• **Source excerpt**

= = =

# Watch movement holders



## jsud2002 (Nov 7, 2015)

I am thinking of buying a watch movement holder to try my hand at a bit of tinkering but I have noticed that there are a few choices to go with

firstly the cushion type









then I have found these two types



















my question is which do members recommend to buy , are the last two mainly the same thing ?

cheers John


----------



## Guest (Apr 4, 2016)

jsud2002 said:


> I am thinking of buying a watch movement holder to try my hand at a bit of tinkering but I have noticed that there are a few choices to go with
> 
> firstly the cushion type
> 
> ...


 have a look on cousins web site for tools, some are very expensive [ very very very ] others not so, but i think you may get better than ebay IMO, regardless i would go for the metal jaws one, i found nylon tended to slip


----------



## jsud2002 (Nov 7, 2015)

I will have a look cheers @Bruce when are you putting your next order in to Cousins lol :laugh:


----------



## Guest (Apr 4, 2016)

jsud2002 said:


> I will have a look cheers @Bruce when are you putting your next order in to Cousins lol :laugh:


 quite soon :yes:


----------



## gimli (Mar 24, 2016)

You can get all 3 designs from china for under 10$ and they looks just like this one. Quality is good, no issues with them whatsoever.

I use the 2nd one at the moment, the adjustable one. Number 3 actually comes in 2 variants (men and women size). I'd steer away from #1 because if you're working on a movement with dial and hands they will press against the holder and that's not a good thing.


----------



## KevG (Dec 15, 2008)

Metal jaws for movements, nylon are good for cased watches polishing etc.

Kev


----------



## jsud2002 (Nov 7, 2015)

Guess I will be buying a metal one and a nylon one then. Cheers for the advice guys


----------



## andyclient (Aug 1, 2009)

The bottom one is really the one for holding just the movement the nylon one is good for holding cases while undoing a tight case back and the cushion could be used for sitting the case on whilst polishing the crystal but again not really suitable for just the movement so not really necessary but have got their uses and the Chinese ones are cheap enough to warrant having


----------

= = =

• **Given records**
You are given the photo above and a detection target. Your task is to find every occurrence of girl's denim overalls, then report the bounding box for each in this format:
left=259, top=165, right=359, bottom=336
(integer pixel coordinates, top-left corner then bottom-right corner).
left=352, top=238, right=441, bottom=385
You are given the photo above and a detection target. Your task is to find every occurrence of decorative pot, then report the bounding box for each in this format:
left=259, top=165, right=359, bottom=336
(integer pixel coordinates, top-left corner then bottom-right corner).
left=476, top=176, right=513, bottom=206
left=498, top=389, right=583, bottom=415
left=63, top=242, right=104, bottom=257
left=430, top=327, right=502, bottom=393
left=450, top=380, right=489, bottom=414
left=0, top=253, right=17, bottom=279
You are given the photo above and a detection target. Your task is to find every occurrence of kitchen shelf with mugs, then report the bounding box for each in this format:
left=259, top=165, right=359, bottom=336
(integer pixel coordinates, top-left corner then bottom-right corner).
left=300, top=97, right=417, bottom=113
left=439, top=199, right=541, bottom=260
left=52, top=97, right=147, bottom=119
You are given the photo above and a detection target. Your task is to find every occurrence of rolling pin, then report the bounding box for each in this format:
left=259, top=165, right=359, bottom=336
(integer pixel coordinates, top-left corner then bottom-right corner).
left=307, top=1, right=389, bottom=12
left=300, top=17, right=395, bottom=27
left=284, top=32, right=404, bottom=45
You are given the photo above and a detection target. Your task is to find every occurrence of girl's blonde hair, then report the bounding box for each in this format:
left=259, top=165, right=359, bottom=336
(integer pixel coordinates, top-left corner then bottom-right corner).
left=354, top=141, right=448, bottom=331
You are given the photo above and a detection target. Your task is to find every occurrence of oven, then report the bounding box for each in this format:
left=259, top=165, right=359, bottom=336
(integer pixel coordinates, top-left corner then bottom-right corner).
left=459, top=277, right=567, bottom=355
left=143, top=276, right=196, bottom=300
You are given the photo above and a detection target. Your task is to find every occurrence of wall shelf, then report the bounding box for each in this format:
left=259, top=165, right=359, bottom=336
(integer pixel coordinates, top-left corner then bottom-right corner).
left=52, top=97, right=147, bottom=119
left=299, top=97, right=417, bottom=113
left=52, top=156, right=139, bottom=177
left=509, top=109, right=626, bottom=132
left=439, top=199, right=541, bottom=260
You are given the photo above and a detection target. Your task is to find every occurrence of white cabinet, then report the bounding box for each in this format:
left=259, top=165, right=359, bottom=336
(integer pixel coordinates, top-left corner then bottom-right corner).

= = =

• **Written instruction 1**
Using the thread on watch movement holders, decide whether each statement agrees with it: (a) gimli currently uses the adjustable holder; (b) Guest found that metal jaws tended to slip; (c) KevG says nylon jaws are good for cased watches. Answer yes or no for each, quoting the deciding words of the thread.
• **Written instruction 2**
In the thread on watch movement holders, rewrite the paragraph beginning "I use the 2nd one at the moment" as a short list, keeping its main facts.
• **Written instruction 3**
From the thread on watch movement holders, echo the passage that begins at the words "## gimli (Mar" and stops after the words "watches polishing etc.".

• **Full response 1**
(a) Yes: "I use the 2nd one at the moment, the adjustable one."
(b) No: "i found nylon tended to slip"
(c) Yes: "nylon are good for cased watches polishing etc."

• **Full response 2**
- Currently uses the second holder, the adjustable one.
- The third holder comes in two variants, men's and women's size.
- Advises against the first, because the dial and hands of a movement will press against the holder, which is not a good thing.

• **Full response 3**
## gimli (Mar 24, 2016)

You can get all 3 designs from china for under 10$ and they looks just like this one. Quality is good, no issues with them whatsoever.

I use the 2nd one at the moment, the adjustable one. Number 3 actually comes in 2 variants (men and women size). I'd steer away from #1 because if you're working on a movement with dial and hands they will press against the holder and that's not a good thing.


----------



## KevG (Dec 15, 2008)

Metal jaws for movements, nylon are good for cased watches polishing etc.